* [TAREAS A REALIZAR]
#1 Reproduzca literalmente el pasaje del texto sobre los mártires que va desde "Durante mucho tiempo, las" hasta "en esa forma.", ambos incluidos.
#2 Según el texto sobre los mártires, ¿a qué ciudad envió el gobernador Numeriano Máximo a los tres mártires?
#3 Indique si cada una de las siguientes afirmaciones concuerda con el texto sobre los mártires y cite las palabras exactas que lo determinan: (a) los tres mártires fueron arrestados en Pompeyópolis; (b) el gobernador decidió interrogar primero a Taraco por ser el más joven; (c) el P. Delehaye considera que las «actas» son enteramente auténticas.

* [TEXTO PROPORCIONADO]

Durante mucho tiempo, las «actas» de estos mártires fueron consideradas como auténticas. El P. Delehaye afirma que se trata de una combinación de ciertos hechos históricos con numerosos detalles imaginarios. Según dicho autor, los tres mártires fueron arrestados en Pompeyópolis, en Cilicia, durante la persecución de Diocleciano y Maximiano. Fueron llevados a la presencia del gobernador de la provincia, Numeriano Máximo, quien los envió a Tarso, la capital. El gobernador anunció a Taraco que iba a interrogarle primero a causa de su ancianidad y le preguntó su nombre:
Taraco: Soy cristiano.
Máximo: Deja en paz esa locura blasfema y dime tu nombre.
Taraco: Soy cristiano.
Máximo: Golpeadle en la boca para que no vuelva a contestar en esa forma.

Entradas almacenadas
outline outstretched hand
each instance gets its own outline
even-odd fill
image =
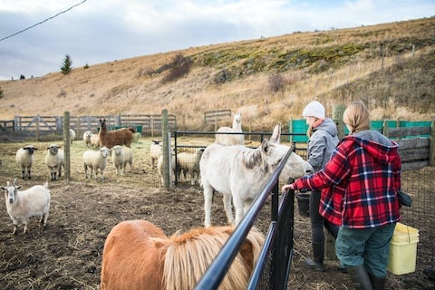
[[[282,191],[286,191],[287,189],[295,189],[295,186],[293,185],[293,183],[291,183],[291,184],[285,184],[285,185],[283,186]]]

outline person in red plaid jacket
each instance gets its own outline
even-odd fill
[[[362,102],[344,111],[350,131],[315,174],[283,186],[322,189],[320,214],[341,226],[335,251],[356,289],[385,289],[390,241],[400,221],[401,158],[398,144],[370,130]]]

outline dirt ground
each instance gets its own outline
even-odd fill
[[[42,161],[45,154],[44,148],[52,142],[33,142],[43,150],[35,153],[33,179],[18,181],[24,188],[45,181],[47,173]],[[14,152],[24,145],[0,143],[1,185],[5,186],[7,180],[12,181],[19,177],[19,170],[14,165]],[[20,227],[18,233],[13,236],[11,219],[5,203],[0,202],[0,288],[99,289],[104,240],[111,227],[119,222],[146,219],[161,227],[167,235],[201,227],[204,217],[202,191],[198,188],[163,189],[151,184],[147,174],[152,169],[148,159],[140,155],[146,154],[147,148],[146,143],[133,147],[135,163],[124,177],[116,176],[112,166],[108,166],[106,179],[102,181],[82,177],[80,154],[85,148],[82,144],[74,143],[72,152],[78,157],[72,155],[71,180],[65,180],[63,177],[49,184],[52,205],[46,228],[43,229],[37,218],[33,218],[25,235]],[[429,192],[432,197],[431,204],[435,201],[434,173],[433,168],[418,172],[420,178],[421,175],[427,175],[423,180],[432,182]],[[157,177],[153,180],[156,179]],[[415,179],[411,176],[409,179],[411,182]],[[432,232],[433,227],[417,216],[418,212],[428,209],[424,208],[427,199],[424,202],[419,202],[418,199],[419,196],[414,195],[416,208],[412,213],[406,213],[405,217],[412,222],[420,220],[420,224],[413,224],[413,227],[420,229],[421,236]],[[431,216],[423,217],[431,217],[433,221],[433,207],[429,209]],[[256,223],[265,233],[269,217],[266,211],[261,213]],[[217,196],[213,202],[212,218],[215,225],[226,223],[220,196]],[[299,215],[297,204],[295,218],[295,255],[289,289],[352,289],[348,276],[337,271],[338,262],[335,260],[326,261],[327,270],[324,273],[304,267],[304,258],[311,256],[309,218]],[[426,266],[434,263],[433,247],[433,244],[428,244],[421,237],[416,271],[402,276],[389,274],[387,288],[434,289],[434,282],[429,281],[422,274]]]

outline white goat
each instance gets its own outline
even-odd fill
[[[116,169],[116,174],[124,175],[125,166],[133,165],[133,150],[130,148],[115,145],[111,148],[111,161]]]
[[[75,140],[75,131],[72,129],[70,129],[70,143]]]
[[[5,187],[1,187],[2,189],[5,190],[5,201],[6,203],[6,210],[14,223],[14,232],[12,234],[15,234],[19,220],[23,222],[23,233],[25,234],[30,217],[41,217],[39,221],[44,222],[44,227],[45,227],[47,225],[51,201],[48,183],[45,182],[44,186],[35,185],[23,191],[18,190],[22,186],[16,186],[15,183],[16,179],[11,186],[9,186],[9,181],[7,181]]]
[[[141,134],[140,132],[133,133],[133,143],[138,144],[140,140]]]
[[[234,115],[233,128],[220,127],[217,132],[242,133],[242,114]],[[245,145],[243,134],[216,134],[216,142],[222,145]]]
[[[92,134],[91,136],[91,145],[94,148],[99,148],[102,146],[102,142],[100,142],[100,136],[98,134]]]
[[[171,160],[170,160],[170,180],[174,181],[175,180],[175,155],[171,154]],[[159,160],[157,160],[157,169],[159,171],[159,176],[160,177],[160,186],[163,185],[163,154],[161,154],[159,157]]]
[[[91,169],[90,178],[95,174],[97,179],[98,172],[102,174],[102,179],[104,179],[104,169],[107,165],[107,158],[111,154],[111,150],[107,147],[102,147],[98,151],[87,150],[83,153],[84,178],[88,178],[88,167]]]
[[[223,194],[224,208],[229,224],[238,224],[249,208],[272,172],[278,166],[288,146],[280,145],[281,124],[275,127],[268,141],[263,140],[256,149],[241,145],[208,145],[199,162],[201,183],[204,188],[204,210],[206,227],[210,226],[213,190]],[[313,173],[313,167],[299,155],[292,152],[285,164],[288,168],[285,179],[296,179]],[[284,171],[284,170],[283,170]],[[234,220],[231,198],[236,208]]]
[[[83,142],[86,145],[86,147],[92,145],[91,143],[91,138],[92,137],[92,132],[90,130],[87,130],[83,133]]]
[[[62,167],[65,168],[64,153],[60,146],[52,144],[47,147],[47,155],[45,155],[45,164],[48,168],[48,173],[50,174],[50,180],[57,180],[57,176],[62,176]]]
[[[162,152],[161,141],[158,140],[153,140],[151,145],[150,146],[150,156],[151,159],[151,167],[152,169],[156,168],[156,162],[160,157]]]
[[[187,173],[190,176],[190,184],[199,182],[199,160],[201,160],[204,148],[197,148],[195,153],[181,152],[177,154],[177,171],[179,174],[183,171],[184,179],[186,180]]]
[[[21,169],[21,178],[24,179],[24,172],[27,170],[27,177],[32,179],[32,164],[34,163],[34,152],[38,150],[34,145],[26,145],[20,148],[15,154],[15,162]]]

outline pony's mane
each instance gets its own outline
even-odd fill
[[[193,289],[233,230],[234,227],[229,226],[200,227],[182,235],[178,232],[170,237],[162,248],[166,252],[163,270],[165,289]],[[264,237],[259,231],[253,230],[246,240],[251,244],[249,252],[252,252],[255,263]],[[251,263],[250,258],[248,260],[238,253],[219,289],[245,289],[254,266],[246,265]]]

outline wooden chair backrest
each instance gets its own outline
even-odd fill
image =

* [RESULTADOS DEL EJERCICIO]
#1
Durante mucho tiempo, las «actas» de estos mártires fueron consideradas como auténticas. El P. Delehaye afirma que se trata de una combinación de ciertos hechos históricos con numerosos detalles imaginarios. Según dicho autor, los tres mártires fueron arrestados en Pompeyópolis, en Cilicia, durante la persecución de Diocleciano y Maximiano. Fueron llevados a la presencia del gobernador de la provincia, Numeriano Máximo, quien los envió a Tarso, la capital. El gobernador anunció a Taraco que iba a interrogarle primero a causa de su ancianidad y le preguntó su nombre:
Taraco: Soy cristiano.
Máximo: Deja en paz esa locura blasfema y dime tu nombre.
Taraco: Soy cristiano.
Máximo: Golpeadle en la boca para que no vuelva a contestar en esa forma.

#2 A Tarso, la capital.

#3
(a) Sí: «los tres mártires fueron arrestados en Pompeyópolis, en Cilicia».
(b) No: «iba a interrogarle primero a causa de su ancianidad».
(c) No: «se trata de una combinación de ciertos hechos históricos con numerosos detalles imaginarios».